PROBLEM REQUIREMENTS:
Count the lines in the entries below that contain the word "white". Give only the number.

TASK DATA:
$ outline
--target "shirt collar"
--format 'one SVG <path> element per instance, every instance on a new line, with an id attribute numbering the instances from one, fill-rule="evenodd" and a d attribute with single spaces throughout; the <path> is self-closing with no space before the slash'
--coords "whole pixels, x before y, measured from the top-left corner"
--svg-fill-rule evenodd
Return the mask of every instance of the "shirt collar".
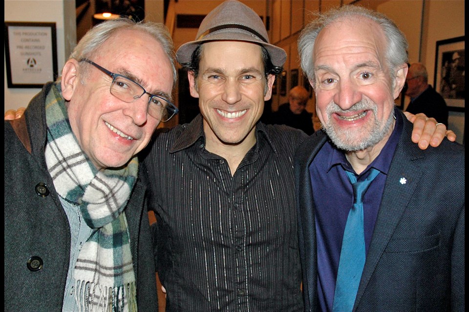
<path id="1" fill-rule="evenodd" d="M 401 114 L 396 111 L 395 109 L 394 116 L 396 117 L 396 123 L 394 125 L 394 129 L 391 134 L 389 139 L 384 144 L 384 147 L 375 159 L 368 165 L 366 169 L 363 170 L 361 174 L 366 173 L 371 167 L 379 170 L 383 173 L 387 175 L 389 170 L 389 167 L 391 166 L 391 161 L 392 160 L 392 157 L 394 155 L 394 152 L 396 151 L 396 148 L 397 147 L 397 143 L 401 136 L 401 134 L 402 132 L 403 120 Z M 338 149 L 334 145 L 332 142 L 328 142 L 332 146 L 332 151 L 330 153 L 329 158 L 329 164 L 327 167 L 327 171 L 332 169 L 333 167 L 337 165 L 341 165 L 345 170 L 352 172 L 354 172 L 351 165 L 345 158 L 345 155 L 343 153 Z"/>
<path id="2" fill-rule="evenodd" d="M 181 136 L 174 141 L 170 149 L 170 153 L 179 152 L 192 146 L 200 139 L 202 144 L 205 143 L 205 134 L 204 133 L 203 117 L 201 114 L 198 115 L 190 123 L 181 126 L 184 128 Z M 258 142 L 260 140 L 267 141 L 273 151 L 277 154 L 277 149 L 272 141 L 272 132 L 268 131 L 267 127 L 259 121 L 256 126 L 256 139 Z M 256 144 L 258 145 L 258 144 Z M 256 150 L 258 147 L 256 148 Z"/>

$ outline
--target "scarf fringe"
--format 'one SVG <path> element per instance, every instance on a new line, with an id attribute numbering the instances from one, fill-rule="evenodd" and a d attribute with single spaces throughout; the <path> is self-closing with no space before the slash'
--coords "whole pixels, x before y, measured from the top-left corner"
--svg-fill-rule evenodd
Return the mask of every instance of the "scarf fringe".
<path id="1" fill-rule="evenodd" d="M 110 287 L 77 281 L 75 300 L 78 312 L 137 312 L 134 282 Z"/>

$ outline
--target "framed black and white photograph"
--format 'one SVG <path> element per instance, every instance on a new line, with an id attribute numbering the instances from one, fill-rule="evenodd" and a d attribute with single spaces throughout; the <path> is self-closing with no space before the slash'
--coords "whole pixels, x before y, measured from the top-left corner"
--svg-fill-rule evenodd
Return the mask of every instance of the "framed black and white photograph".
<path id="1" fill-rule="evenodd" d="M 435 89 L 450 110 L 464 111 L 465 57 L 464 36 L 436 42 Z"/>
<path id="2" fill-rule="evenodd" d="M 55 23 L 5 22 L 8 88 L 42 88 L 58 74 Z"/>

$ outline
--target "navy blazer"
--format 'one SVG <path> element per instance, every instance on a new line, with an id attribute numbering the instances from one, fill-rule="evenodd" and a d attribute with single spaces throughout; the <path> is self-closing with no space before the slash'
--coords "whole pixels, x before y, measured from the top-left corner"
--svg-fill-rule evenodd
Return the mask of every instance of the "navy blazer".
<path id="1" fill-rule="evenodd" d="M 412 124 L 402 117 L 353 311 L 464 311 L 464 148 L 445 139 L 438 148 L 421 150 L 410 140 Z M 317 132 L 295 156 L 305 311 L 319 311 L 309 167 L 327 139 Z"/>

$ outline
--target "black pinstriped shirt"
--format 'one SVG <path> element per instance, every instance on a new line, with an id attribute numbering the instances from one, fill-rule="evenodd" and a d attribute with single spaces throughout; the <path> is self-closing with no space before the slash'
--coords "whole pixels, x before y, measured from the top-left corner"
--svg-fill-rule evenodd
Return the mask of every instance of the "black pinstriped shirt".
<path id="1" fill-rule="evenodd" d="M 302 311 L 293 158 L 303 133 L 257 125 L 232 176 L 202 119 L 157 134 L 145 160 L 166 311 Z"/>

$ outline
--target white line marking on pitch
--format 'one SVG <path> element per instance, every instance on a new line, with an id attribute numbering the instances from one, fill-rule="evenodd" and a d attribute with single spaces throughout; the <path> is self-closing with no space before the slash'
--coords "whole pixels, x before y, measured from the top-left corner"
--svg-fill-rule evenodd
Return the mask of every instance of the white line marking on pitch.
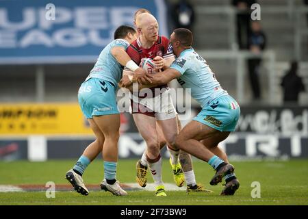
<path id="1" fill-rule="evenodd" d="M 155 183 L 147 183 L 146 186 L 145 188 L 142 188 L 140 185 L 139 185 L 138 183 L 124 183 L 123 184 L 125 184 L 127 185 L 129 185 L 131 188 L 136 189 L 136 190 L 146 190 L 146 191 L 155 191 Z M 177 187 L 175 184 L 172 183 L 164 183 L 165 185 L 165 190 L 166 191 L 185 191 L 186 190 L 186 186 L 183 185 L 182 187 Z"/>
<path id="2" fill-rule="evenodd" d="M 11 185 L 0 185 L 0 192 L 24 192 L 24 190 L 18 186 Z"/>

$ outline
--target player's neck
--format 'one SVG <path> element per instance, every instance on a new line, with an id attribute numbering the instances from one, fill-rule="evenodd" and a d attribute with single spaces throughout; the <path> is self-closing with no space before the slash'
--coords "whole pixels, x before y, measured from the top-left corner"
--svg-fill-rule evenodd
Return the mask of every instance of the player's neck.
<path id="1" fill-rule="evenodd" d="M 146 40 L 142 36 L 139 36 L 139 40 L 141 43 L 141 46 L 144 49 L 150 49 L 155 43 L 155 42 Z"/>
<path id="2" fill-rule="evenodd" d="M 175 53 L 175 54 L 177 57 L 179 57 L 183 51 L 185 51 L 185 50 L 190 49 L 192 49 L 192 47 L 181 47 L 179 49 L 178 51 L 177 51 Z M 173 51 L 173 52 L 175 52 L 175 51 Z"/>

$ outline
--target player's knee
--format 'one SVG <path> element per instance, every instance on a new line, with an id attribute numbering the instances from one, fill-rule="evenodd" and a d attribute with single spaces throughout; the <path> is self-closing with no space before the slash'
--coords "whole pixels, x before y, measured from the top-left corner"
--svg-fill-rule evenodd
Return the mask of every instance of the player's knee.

* * *

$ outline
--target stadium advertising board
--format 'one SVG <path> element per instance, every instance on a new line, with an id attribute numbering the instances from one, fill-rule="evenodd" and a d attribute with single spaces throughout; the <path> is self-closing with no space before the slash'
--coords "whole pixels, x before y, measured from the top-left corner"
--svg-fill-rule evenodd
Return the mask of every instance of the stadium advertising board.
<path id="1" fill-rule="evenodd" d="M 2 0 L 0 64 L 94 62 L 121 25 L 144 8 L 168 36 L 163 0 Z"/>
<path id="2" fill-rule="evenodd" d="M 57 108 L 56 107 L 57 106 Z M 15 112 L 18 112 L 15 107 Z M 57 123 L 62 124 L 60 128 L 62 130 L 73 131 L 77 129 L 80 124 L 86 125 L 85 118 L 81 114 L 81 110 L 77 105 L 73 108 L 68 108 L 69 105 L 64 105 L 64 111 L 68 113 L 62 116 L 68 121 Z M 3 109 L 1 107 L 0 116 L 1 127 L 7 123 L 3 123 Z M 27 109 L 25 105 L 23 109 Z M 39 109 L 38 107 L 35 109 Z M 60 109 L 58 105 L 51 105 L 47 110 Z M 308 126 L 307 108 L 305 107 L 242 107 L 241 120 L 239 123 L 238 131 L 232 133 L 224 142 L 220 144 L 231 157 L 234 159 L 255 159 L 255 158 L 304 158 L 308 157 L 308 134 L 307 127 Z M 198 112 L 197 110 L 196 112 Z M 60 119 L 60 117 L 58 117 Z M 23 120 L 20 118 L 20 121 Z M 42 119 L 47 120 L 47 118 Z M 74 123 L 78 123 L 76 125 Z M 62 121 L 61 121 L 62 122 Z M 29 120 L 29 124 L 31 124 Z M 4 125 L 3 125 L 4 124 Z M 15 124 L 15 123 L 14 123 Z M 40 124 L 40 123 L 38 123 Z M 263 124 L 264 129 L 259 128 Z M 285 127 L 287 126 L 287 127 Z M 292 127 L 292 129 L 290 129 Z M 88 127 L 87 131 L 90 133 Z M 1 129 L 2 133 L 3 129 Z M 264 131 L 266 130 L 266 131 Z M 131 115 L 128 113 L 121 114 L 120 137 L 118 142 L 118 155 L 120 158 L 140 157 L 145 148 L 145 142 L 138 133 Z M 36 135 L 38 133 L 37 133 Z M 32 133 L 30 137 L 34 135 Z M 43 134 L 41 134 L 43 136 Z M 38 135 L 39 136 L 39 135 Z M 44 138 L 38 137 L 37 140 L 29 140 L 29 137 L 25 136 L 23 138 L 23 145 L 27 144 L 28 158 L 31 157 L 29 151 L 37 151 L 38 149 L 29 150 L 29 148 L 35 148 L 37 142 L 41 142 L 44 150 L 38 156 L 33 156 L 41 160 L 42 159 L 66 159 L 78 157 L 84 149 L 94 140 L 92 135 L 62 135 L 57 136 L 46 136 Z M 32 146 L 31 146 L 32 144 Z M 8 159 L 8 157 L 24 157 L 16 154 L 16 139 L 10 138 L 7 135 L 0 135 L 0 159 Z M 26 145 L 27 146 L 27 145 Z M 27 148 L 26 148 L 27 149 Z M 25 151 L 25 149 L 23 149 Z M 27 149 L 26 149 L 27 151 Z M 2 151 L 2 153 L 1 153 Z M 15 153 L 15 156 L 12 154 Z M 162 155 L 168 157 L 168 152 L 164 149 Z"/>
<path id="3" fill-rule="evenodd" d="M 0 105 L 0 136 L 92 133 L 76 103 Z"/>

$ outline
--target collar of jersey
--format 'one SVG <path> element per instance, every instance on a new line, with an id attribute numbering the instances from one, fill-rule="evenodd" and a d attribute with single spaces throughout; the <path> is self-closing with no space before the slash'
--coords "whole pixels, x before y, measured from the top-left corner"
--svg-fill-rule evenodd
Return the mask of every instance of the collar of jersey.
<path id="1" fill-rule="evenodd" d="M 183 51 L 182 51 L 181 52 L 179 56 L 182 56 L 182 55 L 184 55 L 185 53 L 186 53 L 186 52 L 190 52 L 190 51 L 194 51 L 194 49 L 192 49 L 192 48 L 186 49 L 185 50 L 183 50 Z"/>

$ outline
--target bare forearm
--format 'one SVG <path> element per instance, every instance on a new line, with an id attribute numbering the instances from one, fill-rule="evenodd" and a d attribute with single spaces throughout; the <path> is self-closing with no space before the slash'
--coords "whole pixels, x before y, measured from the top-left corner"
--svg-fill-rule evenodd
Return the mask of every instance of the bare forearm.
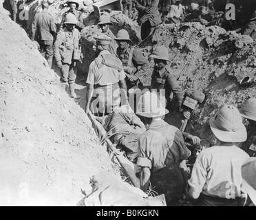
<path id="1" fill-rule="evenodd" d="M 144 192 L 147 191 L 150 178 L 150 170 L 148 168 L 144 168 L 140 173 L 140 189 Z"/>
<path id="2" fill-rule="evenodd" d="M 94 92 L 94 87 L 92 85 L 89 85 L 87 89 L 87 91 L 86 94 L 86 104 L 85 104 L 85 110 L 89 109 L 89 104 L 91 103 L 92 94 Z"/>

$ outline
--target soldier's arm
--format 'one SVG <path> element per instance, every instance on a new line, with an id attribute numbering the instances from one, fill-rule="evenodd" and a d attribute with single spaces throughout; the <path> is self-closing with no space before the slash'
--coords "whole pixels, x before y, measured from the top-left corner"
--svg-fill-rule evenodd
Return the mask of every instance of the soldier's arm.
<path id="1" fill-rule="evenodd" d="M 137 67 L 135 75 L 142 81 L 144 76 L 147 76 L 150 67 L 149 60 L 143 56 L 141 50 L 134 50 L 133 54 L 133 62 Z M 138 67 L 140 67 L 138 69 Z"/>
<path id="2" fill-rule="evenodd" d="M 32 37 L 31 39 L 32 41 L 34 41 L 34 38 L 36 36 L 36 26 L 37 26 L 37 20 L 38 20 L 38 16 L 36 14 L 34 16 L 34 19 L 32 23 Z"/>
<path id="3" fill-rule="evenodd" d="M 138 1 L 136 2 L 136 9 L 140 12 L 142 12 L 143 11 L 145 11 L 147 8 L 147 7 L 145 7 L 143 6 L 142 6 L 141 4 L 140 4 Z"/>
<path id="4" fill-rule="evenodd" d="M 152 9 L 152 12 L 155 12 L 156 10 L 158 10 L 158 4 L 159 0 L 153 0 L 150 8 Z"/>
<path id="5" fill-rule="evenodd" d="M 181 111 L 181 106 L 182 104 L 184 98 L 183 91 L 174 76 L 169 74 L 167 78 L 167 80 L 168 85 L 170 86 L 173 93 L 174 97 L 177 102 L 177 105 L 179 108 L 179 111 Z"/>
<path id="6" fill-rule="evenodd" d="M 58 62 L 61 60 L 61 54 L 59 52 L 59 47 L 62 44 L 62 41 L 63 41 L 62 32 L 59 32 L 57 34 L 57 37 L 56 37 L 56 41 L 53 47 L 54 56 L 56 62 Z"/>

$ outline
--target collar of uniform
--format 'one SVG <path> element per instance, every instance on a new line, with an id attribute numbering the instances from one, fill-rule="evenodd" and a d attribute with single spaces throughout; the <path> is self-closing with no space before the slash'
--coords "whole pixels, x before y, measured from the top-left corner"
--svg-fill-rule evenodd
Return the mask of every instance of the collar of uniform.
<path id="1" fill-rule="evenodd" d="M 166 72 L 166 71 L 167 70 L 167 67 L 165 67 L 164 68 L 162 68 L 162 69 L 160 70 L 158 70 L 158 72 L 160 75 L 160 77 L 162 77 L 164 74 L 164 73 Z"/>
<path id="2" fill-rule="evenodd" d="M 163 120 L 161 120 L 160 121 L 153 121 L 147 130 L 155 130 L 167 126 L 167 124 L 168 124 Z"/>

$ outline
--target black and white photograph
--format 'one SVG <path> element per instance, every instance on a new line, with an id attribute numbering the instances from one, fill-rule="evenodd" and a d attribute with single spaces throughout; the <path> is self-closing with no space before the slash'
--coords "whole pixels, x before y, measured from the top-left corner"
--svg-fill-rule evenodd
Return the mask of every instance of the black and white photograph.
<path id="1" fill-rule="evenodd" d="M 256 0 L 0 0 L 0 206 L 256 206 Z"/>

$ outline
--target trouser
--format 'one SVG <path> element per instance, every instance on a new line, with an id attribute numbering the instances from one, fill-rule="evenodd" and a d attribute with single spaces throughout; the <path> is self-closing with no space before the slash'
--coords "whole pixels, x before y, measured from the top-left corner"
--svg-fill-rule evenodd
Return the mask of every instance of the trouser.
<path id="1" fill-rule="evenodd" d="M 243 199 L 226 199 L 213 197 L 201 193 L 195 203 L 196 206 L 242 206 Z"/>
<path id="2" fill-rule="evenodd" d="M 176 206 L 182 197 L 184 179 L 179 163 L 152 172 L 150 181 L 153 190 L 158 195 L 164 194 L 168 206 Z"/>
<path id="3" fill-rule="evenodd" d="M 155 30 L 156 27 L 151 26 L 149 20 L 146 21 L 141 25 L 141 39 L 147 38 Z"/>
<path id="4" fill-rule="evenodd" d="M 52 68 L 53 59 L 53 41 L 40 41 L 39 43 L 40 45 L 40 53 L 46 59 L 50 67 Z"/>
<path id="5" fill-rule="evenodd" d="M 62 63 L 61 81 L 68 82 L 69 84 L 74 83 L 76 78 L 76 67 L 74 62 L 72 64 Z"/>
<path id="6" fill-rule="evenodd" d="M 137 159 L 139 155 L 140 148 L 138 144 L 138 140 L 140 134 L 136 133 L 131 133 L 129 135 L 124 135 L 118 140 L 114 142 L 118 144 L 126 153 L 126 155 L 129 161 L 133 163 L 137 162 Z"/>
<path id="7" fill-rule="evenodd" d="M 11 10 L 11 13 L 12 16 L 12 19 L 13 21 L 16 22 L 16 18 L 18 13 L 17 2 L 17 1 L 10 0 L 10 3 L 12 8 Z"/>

WRITTEN RESPONSE:
6